Resiliency & Safety
An aging energy infrastructure and a changing climate threaten the safety and livelihood of California’s residents. Climate change impacts are leading to significant increases in the frequency, size, and destructiveness of wildfires, while leaks in the natural gas infrastructure have created major safety and environmental concerns. To address these and other challenges, the CEC is working to equip communities, businesses, and public agencies with breakthrough technology solutions to build a safe and resilient energy system. The topics below encompass some of the key areas of strategy development and technology research and deployment that will strengthen California’s ability to respond to changes in the coming years.
Featured Research Topics
Wildfires and other natural disasters have highlighted the necessity for new technologies capable of maintaining power to critical operations and services during electric grid outages. Microgrids are a new solution that enables critical facilities, such as healthcare facilities, emergency response shelters, and fire stations, to continue operating during a grid outage using onsite renewable generation and energy storage, instead of diesel generators.

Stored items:

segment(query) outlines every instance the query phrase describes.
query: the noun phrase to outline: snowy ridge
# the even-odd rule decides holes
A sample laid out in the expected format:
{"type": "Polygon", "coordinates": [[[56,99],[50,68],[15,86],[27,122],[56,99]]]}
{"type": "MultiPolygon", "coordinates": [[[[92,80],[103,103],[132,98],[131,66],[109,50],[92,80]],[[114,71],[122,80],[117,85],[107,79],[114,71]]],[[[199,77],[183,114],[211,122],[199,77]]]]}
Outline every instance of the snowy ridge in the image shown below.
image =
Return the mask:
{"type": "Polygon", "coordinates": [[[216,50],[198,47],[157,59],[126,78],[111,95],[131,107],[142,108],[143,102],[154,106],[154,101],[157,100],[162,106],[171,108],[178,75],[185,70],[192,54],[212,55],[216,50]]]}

→ Work instructions
Please translate this sentence from the text on resiliency and safety into Spanish: "Microgrids are a new solution that enables critical facilities, such as healthcare facilities, emergency response shelters, and fire stations, to continue operating during a grid outage using onsite renewable generation and energy storage, instead of diesel generators."

→ Finished exercise
Las microrredes son una nueva solución que permite que instalaciones críticas, como centros de atención médica, refugios de respuesta a emergencias y estaciones de bomberos, sigan funcionando durante un corte de la red eléctrica mediante generación renovable y almacenamiento de energía en el sitio, en lugar de generadores diésel.